> Passo del documento
--------------------------------

Queste due righe suggeriscono ad Heidegger qualcosa che ha un’affinità particolare con Jünger,
qualcosa che non possiamo dire con certezza abbia una dipendenza diretta da quest’ultimo, ma che
a nostro avviso mostra il medesimo atteggiamento: cercare nella Tecnica la possibilità della
salvezza, che sia dell’umanità o dell’intera Storia dell’Essere, qui sta il fondamentale punto di
contatto. Entrambi rifiutano la fuga, la negazione, la semplice critica, per farsi invece carico di un
futuro che è già ampiamente presente con una spinta a cui è inutile tentare di porre un freno. Il
modo in cui ciò avviene è certo già subito differente, con da una parte lo sfruttamento ed il dominio
della realtà, dall’altra la meditazione profonda sulla sua essenza.
Il rapporto con la Tecnica è quindi, alla luce di tutto ciò, paradossalmente la massima convergenza
teoretica tra i nostri due “protagonisti”, mentre la direzione che prendono a partire da tale rapporto è
ciò che innesca invece la più ampia divergenza.

--------------------------------

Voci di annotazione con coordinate
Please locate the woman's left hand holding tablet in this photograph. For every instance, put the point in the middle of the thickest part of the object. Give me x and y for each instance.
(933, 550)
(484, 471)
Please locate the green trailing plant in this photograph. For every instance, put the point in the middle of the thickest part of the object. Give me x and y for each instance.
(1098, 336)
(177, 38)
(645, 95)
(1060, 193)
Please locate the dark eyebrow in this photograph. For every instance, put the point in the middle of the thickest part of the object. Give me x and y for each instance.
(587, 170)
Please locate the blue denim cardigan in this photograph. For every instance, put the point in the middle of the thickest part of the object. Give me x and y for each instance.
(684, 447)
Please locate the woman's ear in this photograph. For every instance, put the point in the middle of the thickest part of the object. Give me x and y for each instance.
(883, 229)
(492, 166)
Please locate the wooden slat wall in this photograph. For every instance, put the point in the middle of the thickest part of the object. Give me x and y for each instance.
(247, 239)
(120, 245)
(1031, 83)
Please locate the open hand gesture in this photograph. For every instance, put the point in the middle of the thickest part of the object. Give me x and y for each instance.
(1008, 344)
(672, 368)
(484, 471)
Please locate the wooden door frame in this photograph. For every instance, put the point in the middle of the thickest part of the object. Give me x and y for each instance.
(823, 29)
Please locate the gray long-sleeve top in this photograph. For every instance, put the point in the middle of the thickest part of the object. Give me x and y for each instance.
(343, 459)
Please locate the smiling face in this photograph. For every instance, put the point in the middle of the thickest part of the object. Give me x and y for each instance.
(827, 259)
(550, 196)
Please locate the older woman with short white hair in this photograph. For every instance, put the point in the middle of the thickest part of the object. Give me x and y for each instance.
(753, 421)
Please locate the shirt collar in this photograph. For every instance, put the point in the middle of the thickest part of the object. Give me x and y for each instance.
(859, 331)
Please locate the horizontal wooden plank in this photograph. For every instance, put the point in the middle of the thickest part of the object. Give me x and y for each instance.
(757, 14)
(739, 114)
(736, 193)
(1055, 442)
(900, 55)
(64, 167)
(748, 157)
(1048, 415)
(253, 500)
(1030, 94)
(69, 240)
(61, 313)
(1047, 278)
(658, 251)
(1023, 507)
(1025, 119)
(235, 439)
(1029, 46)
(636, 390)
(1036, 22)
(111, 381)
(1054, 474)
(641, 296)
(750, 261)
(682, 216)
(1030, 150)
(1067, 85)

--------------------------------

> Esercizi da svolgere
A – Secondo il brano su Heidegger e Jünger, che cosa rifiutano entrambi?
B – Trascrivi dal brano su Heidegger e Jünger il passo compreso tra "Queste due righe" e "sulla sua essenza.", estremi inclusi.
C – Prosegui il brano su Heidegger e Jünger dopo la sua ultima frase.
Le voci costituiscono un materiale a sé, distinto dal brano.

> Soluzioni degli esercizi
A – Entrambi rifiutano la fuga, la negazione e la semplice critica.

B –
Queste due righe suggeriscono ad Heidegger qualcosa che ha un’affinità particolare con Jünger,
qualcosa che non possiamo dire con certezza abbia una dipendenza diretta da quest’ultimo, ma che
a nostro avviso mostra il medesimo atteggiamento: cercare nella Tecnica la possibilità della
salvezza, che sia dell’umanità o dell’intera Storia dell’Essere, qui sta il fondamentale punto di
contatto. Entrambi rifiutano la fuga, la negazione, la semplice critica, per farsi invece carico di un
futuro che è già ampiamente presente con una spinta a cui è inutile tentare di porre un freno. Il
modo in cui ciò avviene è certo già subito differente, con da una parte lo sfruttamento ed il dominio
della realtà, dall’altra la meditazione profonda sulla sua essenza.

C –
In Ernst Jünger la Tecnica è già l’Alba, che va certo saputa organizzare, ordinare, incanalare, ma va
anzitutto oltrepassata e salutata come portatrice di enormi opportunità.
In Martin Heidegger la Tecnica è ancora la Notte, anzi la Notte più buia, pertanto bisogna
attraversarla, custodendo nell’oscurità la Verità dell’Essere da essa minacciata. In quanto Notte
però, oltre che al pericolo estremo che l’oscurità diventi tenebra una volta per tutte, essa prelude
anche alla possibilità della luce dell’alba. Nella Fine, quindi, l’annuncio di un Altro Inizio.
275 V. Blok, An Indication of Being, pp. 194-196.
276 M. Heidegger, La Questione della Tecnica, pag. 22.
64
2. ...convergenze politiche.
Inevitabile ed urgente il confronto con un altro aspetto, tanto controverso quanto fondamentale, che
si impone prepotentemente all’attenzione del lettore, oltre che per i risvolti gravi ed inquietanti di
una torbida “vicenda”, anche per l’inedita luce che getta sulle divergenti convergenze fin qui
delineate.
Heidegger e Jünger, due uomini così diversi, per certi versi opposti: il primo un Professore in tutto e
per tutto, amante della pace di Todtnauberg, votato sicuramente al pensiero più che all’azione; il
secondo è invece l’eroe di guerra, particolarmente impegnato a liberarsi da quella gabbia in cui la
società borghese racchiude lo spirito guerriero, predilige l’azione e l’esperienza diretta della Guerra.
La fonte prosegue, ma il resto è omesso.